Write out each of the items below line for line, changing nothing.

* begin DATA FOR THE TASK *

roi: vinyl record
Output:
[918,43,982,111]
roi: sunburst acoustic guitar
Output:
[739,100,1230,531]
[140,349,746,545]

* end DATA FOR THE TASK *

● **REPLY TO THE EXERCISE**
roi: vinyl record
Output:
[918,43,982,111]
roi: sunburst acoustic guitar
Output:
[739,100,1230,531]
[140,349,746,545]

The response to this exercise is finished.